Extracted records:
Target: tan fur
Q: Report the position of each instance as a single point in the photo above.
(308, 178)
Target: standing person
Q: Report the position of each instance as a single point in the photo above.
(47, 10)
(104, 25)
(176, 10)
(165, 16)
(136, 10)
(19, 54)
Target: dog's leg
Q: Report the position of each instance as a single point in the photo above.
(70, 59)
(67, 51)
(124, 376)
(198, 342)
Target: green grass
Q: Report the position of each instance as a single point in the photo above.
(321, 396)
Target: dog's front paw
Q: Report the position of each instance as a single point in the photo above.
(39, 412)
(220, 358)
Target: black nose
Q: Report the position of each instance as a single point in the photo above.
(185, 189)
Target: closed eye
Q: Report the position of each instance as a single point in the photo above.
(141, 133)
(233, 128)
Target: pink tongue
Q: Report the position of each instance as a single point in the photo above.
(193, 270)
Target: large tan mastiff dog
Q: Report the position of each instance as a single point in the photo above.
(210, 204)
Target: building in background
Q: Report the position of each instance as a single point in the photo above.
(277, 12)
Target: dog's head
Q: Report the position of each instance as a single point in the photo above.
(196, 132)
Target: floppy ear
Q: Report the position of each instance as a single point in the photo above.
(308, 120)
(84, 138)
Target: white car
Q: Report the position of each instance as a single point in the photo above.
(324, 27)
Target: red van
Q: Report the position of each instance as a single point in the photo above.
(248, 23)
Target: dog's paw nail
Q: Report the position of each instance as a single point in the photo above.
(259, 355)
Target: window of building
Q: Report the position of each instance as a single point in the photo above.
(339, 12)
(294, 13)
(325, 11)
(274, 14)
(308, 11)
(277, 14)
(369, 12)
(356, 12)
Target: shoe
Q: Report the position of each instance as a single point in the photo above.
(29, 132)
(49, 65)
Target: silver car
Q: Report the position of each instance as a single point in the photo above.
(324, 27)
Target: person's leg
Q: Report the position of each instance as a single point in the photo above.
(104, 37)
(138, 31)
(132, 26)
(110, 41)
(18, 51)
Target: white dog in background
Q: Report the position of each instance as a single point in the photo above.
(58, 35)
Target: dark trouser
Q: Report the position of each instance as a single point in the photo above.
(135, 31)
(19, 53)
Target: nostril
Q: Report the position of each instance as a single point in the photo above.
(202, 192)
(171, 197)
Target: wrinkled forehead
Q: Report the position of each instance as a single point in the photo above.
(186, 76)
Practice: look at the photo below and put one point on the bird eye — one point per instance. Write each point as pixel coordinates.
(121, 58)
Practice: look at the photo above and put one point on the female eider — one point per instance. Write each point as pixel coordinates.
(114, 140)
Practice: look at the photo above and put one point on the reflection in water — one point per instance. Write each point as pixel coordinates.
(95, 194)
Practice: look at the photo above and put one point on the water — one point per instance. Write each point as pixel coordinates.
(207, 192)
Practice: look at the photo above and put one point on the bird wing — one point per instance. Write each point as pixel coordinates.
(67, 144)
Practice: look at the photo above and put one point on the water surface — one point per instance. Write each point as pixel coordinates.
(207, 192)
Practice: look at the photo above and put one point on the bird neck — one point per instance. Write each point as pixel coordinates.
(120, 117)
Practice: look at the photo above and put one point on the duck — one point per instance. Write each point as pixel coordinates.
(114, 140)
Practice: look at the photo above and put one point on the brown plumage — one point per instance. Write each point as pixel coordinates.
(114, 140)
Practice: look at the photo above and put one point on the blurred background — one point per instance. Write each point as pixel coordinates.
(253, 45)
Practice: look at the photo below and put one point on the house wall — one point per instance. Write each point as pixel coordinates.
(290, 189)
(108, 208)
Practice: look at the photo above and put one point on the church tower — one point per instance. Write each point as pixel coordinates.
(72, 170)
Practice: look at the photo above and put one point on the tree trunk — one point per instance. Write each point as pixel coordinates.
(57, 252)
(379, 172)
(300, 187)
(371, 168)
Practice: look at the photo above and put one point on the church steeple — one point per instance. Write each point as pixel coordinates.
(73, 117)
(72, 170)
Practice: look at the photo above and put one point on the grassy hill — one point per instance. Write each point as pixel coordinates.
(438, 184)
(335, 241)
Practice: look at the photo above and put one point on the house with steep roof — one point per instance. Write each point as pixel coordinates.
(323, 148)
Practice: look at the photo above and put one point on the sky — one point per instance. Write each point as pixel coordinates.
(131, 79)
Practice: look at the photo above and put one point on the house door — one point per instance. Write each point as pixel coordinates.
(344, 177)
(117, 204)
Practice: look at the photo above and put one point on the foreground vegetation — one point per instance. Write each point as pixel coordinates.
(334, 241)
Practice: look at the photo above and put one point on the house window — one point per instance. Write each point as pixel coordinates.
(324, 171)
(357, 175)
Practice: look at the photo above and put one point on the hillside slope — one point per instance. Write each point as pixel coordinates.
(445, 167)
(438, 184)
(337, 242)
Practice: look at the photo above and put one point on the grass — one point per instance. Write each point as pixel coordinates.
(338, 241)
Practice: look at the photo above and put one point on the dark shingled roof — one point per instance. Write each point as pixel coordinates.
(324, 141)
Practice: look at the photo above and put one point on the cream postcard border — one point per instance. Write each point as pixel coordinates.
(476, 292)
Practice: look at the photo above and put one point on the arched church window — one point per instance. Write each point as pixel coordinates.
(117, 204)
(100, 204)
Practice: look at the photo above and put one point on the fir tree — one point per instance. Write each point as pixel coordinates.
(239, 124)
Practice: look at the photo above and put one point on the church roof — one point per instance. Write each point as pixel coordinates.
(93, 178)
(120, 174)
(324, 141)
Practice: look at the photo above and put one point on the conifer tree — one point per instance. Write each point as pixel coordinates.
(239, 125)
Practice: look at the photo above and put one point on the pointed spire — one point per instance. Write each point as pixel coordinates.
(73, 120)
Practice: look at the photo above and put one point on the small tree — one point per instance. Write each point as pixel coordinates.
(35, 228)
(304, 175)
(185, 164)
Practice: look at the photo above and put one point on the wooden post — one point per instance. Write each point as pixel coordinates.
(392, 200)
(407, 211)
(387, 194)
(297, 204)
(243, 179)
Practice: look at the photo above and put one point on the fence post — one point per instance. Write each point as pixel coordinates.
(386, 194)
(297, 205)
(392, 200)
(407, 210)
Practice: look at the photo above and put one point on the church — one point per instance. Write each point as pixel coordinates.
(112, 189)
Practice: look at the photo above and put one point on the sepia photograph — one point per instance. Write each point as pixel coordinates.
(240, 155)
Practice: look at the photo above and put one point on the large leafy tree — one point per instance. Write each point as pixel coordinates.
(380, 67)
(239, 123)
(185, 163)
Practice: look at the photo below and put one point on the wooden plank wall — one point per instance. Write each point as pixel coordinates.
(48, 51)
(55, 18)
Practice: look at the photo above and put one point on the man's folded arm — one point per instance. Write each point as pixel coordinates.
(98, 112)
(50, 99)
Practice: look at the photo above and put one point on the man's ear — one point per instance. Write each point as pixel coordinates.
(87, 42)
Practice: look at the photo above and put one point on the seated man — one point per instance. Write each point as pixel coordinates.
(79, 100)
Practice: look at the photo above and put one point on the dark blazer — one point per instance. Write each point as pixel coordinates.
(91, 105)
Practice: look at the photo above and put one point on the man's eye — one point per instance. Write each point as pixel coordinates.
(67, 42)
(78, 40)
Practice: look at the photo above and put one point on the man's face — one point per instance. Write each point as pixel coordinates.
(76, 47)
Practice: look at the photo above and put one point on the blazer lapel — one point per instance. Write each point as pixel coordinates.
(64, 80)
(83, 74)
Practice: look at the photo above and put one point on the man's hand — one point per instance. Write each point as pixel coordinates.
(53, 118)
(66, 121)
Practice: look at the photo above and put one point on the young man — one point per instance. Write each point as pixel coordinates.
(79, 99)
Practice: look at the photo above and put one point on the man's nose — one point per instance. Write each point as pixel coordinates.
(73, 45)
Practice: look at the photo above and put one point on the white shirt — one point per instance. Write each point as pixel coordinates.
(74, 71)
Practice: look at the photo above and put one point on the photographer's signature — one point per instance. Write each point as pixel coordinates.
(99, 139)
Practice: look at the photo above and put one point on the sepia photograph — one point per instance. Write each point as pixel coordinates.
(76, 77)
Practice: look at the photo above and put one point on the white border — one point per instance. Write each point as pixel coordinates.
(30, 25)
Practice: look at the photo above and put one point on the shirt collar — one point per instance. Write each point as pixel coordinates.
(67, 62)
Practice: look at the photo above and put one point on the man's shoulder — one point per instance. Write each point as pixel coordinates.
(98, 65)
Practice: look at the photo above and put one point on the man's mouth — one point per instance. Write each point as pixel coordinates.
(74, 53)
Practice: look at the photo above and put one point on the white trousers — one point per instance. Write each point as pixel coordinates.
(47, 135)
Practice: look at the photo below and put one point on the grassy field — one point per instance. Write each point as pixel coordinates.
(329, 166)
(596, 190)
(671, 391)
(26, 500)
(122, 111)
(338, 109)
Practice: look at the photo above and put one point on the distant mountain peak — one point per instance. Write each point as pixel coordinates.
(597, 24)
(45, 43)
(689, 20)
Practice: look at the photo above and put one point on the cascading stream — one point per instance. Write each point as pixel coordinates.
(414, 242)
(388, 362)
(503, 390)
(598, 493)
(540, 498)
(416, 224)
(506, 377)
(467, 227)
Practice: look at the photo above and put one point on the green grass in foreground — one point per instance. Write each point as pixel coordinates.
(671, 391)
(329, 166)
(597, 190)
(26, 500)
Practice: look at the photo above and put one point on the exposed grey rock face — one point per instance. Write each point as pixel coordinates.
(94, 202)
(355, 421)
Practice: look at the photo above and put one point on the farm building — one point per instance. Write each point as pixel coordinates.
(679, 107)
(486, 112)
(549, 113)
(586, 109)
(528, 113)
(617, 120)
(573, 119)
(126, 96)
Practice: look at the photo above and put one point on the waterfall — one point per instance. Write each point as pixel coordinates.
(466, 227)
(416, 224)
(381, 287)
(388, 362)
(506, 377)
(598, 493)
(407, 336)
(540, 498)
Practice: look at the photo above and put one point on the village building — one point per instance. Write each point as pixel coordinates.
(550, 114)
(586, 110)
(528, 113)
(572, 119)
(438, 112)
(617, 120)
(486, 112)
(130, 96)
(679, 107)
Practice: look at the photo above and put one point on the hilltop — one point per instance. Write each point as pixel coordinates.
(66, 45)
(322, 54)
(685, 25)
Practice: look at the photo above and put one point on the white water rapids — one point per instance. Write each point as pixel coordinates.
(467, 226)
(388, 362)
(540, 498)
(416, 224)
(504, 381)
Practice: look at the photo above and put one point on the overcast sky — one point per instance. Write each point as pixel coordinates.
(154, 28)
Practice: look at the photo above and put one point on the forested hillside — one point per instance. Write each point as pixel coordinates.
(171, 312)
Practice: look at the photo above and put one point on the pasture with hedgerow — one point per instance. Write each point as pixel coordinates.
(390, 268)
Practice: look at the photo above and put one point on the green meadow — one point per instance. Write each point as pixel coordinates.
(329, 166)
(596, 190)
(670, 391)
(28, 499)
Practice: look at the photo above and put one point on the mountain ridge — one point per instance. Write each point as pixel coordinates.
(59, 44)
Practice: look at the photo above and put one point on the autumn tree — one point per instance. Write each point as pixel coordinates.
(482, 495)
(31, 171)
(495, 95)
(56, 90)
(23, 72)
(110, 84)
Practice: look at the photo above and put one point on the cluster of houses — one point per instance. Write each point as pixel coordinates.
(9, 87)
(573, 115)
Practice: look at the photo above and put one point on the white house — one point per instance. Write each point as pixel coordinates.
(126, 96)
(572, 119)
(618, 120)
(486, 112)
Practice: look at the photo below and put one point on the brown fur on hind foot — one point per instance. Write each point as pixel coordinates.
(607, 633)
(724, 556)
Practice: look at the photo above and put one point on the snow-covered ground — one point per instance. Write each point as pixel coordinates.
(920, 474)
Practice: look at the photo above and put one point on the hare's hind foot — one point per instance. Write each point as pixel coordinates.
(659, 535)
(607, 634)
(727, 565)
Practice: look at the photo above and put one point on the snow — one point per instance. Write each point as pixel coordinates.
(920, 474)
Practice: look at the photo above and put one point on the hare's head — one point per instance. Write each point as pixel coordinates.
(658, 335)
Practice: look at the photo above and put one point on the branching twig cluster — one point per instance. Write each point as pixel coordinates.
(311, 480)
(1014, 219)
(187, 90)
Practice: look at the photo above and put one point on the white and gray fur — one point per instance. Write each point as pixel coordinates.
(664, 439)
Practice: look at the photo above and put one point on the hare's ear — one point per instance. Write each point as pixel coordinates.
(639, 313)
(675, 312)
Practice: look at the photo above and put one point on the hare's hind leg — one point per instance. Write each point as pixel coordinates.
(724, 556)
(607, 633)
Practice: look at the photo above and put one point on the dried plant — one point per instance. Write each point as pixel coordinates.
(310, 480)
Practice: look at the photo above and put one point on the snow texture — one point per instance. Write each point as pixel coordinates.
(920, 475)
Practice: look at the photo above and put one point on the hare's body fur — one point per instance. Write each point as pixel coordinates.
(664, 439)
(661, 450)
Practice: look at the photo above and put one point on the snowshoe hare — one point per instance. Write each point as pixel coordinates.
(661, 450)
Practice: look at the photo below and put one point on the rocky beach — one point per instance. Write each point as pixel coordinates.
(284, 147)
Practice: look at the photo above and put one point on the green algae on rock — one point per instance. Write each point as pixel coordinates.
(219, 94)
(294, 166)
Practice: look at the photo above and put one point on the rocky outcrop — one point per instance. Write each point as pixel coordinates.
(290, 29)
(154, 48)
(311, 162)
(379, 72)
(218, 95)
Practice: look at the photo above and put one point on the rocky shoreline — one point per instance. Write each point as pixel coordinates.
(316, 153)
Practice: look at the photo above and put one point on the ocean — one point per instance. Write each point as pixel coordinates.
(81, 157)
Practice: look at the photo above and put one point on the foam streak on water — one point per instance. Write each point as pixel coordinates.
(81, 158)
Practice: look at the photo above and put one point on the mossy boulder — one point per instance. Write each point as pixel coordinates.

**Directions**
Count each line above where the word "person" appears, and answer with nothing except that count.

**Answer to this task**
2